=== Try it ===
Nothing but the records, transcribed verbatim and stripped of images, should appear in the answer.

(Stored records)

=== Begin Enclosure ===

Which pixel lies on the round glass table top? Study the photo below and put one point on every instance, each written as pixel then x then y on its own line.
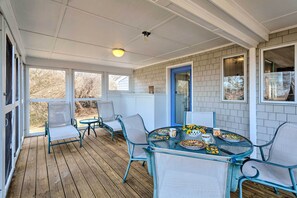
pixel 228 144
pixel 88 121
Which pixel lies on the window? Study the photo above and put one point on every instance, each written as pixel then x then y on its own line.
pixel 45 85
pixel 278 74
pixel 118 83
pixel 87 89
pixel 234 78
pixel 87 85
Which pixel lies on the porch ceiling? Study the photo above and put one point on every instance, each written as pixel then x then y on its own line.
pixel 86 31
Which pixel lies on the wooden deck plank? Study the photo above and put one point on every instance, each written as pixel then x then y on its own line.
pixel 100 164
pixel 87 171
pixel 105 173
pixel 29 185
pixel 79 179
pixel 69 186
pixel 17 180
pixel 54 179
pixel 120 168
pixel 127 190
pixel 42 186
pixel 111 148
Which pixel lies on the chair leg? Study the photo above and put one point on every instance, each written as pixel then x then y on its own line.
pixel 275 190
pixel 80 141
pixel 112 136
pixel 49 148
pixel 241 180
pixel 127 171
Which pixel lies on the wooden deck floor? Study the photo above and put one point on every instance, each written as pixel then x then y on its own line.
pixel 95 170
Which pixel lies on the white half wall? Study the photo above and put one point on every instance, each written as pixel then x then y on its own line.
pixel 151 107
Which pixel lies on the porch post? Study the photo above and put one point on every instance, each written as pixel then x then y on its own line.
pixel 252 97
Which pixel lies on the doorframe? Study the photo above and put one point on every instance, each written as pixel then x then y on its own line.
pixel 168 87
pixel 7 108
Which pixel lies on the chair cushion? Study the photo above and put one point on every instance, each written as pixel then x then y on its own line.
pixel 65 132
pixel 267 173
pixel 137 136
pixel 139 152
pixel 115 125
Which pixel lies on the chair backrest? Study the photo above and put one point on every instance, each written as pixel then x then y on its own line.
pixel 134 129
pixel 188 174
pixel 59 114
pixel 105 110
pixel 207 119
pixel 284 145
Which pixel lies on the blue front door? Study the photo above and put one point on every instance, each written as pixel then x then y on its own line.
pixel 181 93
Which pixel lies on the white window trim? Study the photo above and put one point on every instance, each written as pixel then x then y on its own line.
pixel 244 78
pixel 87 99
pixel 117 91
pixel 261 70
pixel 29 100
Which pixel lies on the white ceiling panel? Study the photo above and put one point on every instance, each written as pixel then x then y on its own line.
pixel 264 10
pixel 150 61
pixel 129 57
pixel 37 15
pixel 37 41
pixel 36 53
pixel 80 49
pixel 153 46
pixel 196 48
pixel 91 60
pixel 181 30
pixel 91 29
pixel 282 22
pixel 90 51
pixel 136 13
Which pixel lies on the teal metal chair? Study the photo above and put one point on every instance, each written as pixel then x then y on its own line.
pixel 189 174
pixel 207 119
pixel 107 118
pixel 60 125
pixel 279 168
pixel 135 134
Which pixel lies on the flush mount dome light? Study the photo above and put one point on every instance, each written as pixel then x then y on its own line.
pixel 118 52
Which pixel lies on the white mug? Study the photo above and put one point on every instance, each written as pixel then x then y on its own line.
pixel 206 138
pixel 172 132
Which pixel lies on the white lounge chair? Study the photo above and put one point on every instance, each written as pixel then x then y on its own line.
pixel 135 134
pixel 60 126
pixel 191 175
pixel 207 119
pixel 279 168
pixel 107 118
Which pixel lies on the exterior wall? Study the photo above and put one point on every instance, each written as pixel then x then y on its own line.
pixel 207 89
pixel 270 116
pixel 232 116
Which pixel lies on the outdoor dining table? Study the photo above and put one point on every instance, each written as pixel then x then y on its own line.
pixel 237 151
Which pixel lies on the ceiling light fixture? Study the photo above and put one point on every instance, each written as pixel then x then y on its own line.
pixel 146 35
pixel 118 52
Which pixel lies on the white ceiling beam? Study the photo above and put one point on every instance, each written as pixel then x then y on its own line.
pixel 223 28
pixel 238 13
pixel 13 26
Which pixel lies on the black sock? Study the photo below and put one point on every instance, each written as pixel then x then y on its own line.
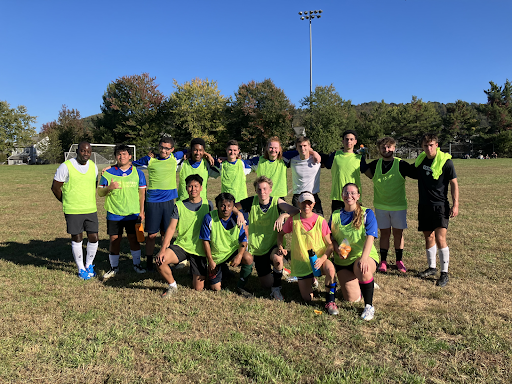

=== End Enclosure ===

=== Task response ===
Which pixel lies on the round glass table top? Study the photo below and put one point on every instance, each written as pixel then x then y on its own line.
pixel 228 144
pixel 88 121
Which pixel lies on the window? Study the photo above and put one point on every instance, each written as pixel then x then y on its own line.
pixel 45 85
pixel 278 74
pixel 118 83
pixel 87 89
pixel 234 78
pixel 87 85
Which pixel lies on the porch ceiling? Study the photo above and put one point on every instance, each written as pixel then x then y on its own line.
pixel 86 31
Which pixel lies on the wooden deck plank? Study the photo above and put one point on every instance, each written as pixel then x then y on its own line.
pixel 100 164
pixel 87 171
pixel 105 173
pixel 29 185
pixel 79 179
pixel 69 186
pixel 17 180
pixel 54 179
pixel 120 168
pixel 127 190
pixel 42 186
pixel 111 148
Which pixel lies on the chair leg? Study the photo above and put one point on every instance, each written as pixel then x then y on its own line.
pixel 275 190
pixel 80 141
pixel 112 136
pixel 49 148
pixel 241 180
pixel 127 171
Which pixel lies on the wooden deck floor? Study the photo above and put one point on every instance, each written as pixel then x then y on its own line.
pixel 95 170
Which pixel lies on the white half wall? Study the photo above and put one point on every instance, each written as pixel then x then y on its own line.
pixel 151 107
Which pixel lies on the porch post? Study the photo above and put one point on every instance, each written as pixel then x then y on its own line.
pixel 252 97
Which pixel lies on the doorframe? Study the photo above and put one point on every instance, each written as pixel then x then y on its own line.
pixel 168 87
pixel 7 108
Which pixel lies on the chair cushion? Study the photo above and put one point on every instance, each written as pixel then x then y on its own line.
pixel 65 132
pixel 267 173
pixel 137 136
pixel 139 152
pixel 115 125
Which pixel lies on the chair backrest? Study the photo above and put one point on every instance, each written as pixel then x then y on its own line.
pixel 134 129
pixel 188 174
pixel 59 114
pixel 105 110
pixel 207 119
pixel 284 145
Which pixel lies on the blue front door? Study the photo above and put one point on every instance, each written as pixel then x then y on its own line.
pixel 181 93
Which pixel lies on the white window trim? Study the photo above and put one point on every instance, each written as pixel then x then y on its own line.
pixel 244 78
pixel 87 99
pixel 117 91
pixel 261 70
pixel 29 100
Which pixel lies on the white ceiling panel? Study the photo above and put one point on every instance, each written as pixel then x then y on its own line.
pixel 264 10
pixel 150 61
pixel 129 57
pixel 37 15
pixel 37 41
pixel 36 53
pixel 80 49
pixel 153 46
pixel 196 48
pixel 91 60
pixel 181 30
pixel 91 29
pixel 282 22
pixel 90 51
pixel 136 13
Which pixel lies on the teal metal chair? Study the photo above and put one point on every instance, each written as pixel then x then y on its own line.
pixel 189 174
pixel 207 119
pixel 107 118
pixel 60 125
pixel 279 168
pixel 135 134
Which pixel lies on the flush mount dome light? Study the photo above and put one point on every instance, each written as pixel then x then y on its own line.
pixel 118 52
Which pixel lies on the white mug? Study the photo above and put one point on every instance, each written as pixel then x then y on its own line.
pixel 206 138
pixel 172 132
Which pixel lies on the white lounge chair? Study the photo above and put one point on every instance, each written as pixel then x then y on its own line.
pixel 135 134
pixel 60 126
pixel 191 175
pixel 207 119
pixel 279 168
pixel 107 118
Which pixel lies on the exterior wall? Study the photo above and put one point on every instance, each written as pixel then x then y on its own line.
pixel 207 89
pixel 270 116
pixel 232 116
Which pixel lies on the outdoor dining table? Study the photo above and put one point on every instance, each written as pixel then x then y on its own line.
pixel 237 151
Which pixel lies on the ceiling light fixture? Study the photo above and put one point on every instance, each written as pixel then x then y on its own line.
pixel 146 35
pixel 118 52
Which pixel lies on the white ceiling beam? Study the photo above and put one point on every instance, each written as pixel then x then y on its own line.
pixel 223 28
pixel 238 13
pixel 13 26
Which pixel lies on the black sock? Study the photo below and put one point on every instance, each written as pixel then x then y on its own line.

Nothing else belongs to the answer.